# Requirements
In the records below, copy every line in the stretch from the line containing "Wildlife-survey input: mark every instance of the lone" through the line containing "point(245, 174)", both ends included, and offset each point's coordinates by adding 23 to every number. Leave all other wording unchanged.
— START OF Information given —
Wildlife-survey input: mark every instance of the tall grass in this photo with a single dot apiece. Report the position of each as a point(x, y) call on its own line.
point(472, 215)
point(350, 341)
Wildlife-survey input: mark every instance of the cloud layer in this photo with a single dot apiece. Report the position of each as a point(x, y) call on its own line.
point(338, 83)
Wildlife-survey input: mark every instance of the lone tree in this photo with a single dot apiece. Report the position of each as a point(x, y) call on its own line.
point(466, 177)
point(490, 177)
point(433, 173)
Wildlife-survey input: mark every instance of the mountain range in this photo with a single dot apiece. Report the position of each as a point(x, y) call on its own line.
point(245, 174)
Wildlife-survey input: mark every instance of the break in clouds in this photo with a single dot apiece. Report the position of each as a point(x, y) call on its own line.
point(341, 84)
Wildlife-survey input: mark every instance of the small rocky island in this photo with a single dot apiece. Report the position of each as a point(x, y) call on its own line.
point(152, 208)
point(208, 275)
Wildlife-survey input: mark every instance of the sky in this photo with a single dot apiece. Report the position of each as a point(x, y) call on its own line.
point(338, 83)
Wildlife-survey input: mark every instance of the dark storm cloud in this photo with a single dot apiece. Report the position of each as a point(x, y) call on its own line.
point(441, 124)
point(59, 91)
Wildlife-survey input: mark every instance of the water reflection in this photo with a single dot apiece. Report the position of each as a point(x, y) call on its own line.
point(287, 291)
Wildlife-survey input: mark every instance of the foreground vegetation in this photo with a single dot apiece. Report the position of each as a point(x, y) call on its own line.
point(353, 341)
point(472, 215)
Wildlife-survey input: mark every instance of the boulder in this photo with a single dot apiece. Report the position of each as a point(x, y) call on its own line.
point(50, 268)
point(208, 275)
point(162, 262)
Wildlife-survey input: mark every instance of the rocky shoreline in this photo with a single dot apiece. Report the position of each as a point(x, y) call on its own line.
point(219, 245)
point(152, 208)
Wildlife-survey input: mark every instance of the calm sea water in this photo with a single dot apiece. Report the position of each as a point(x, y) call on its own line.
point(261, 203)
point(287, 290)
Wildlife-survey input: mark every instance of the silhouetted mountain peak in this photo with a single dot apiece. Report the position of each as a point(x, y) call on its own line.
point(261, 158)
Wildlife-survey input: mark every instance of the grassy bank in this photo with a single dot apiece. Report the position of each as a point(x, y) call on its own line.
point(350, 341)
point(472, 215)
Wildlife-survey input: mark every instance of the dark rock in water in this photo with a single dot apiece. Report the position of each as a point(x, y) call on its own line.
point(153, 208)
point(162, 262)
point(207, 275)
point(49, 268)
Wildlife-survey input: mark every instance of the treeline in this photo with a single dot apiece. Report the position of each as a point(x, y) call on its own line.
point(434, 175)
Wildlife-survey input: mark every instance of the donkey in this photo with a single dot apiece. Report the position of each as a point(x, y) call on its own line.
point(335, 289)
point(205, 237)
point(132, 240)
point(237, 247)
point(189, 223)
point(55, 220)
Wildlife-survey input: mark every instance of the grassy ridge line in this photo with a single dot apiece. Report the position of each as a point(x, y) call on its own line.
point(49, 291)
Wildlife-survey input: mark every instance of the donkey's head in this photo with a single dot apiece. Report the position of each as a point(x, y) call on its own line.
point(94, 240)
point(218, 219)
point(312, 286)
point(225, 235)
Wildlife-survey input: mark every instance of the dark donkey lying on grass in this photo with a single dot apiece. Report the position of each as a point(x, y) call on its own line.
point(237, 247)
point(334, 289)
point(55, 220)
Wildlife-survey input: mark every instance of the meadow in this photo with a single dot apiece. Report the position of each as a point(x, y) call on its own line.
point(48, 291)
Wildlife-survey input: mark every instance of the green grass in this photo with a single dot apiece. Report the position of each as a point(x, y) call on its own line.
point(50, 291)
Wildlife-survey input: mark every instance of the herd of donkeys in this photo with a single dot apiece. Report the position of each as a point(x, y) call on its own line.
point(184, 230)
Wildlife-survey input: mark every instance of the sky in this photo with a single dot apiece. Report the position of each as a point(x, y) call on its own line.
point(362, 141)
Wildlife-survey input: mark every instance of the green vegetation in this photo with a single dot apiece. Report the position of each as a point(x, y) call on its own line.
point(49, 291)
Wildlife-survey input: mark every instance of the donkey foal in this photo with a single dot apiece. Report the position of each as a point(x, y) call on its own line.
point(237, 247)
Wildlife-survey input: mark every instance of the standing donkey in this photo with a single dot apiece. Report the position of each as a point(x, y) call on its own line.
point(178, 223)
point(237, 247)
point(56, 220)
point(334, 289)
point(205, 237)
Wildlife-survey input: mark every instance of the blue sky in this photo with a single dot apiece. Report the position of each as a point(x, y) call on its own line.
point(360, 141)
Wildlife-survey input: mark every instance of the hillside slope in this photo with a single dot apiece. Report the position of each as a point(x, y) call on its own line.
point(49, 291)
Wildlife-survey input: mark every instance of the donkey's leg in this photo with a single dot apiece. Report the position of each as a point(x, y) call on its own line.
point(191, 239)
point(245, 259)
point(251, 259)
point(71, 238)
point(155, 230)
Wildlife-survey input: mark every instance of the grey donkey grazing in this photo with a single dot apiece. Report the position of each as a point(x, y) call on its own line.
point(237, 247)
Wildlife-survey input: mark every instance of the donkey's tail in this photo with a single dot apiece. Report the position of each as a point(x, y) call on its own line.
— END OF Information given —
# Result
Wildlife-survey input: mark every instance of the lone tree in this photo with a single dot apiece. Report the position of each as a point(x, y) call on its own line.
point(489, 200)
point(513, 200)
point(456, 196)
Wildlife-survey input: mark every instance of the mountain range in this photo with a single dot apiece. Report the position of each as a point(x, y) call on its own line.
point(268, 197)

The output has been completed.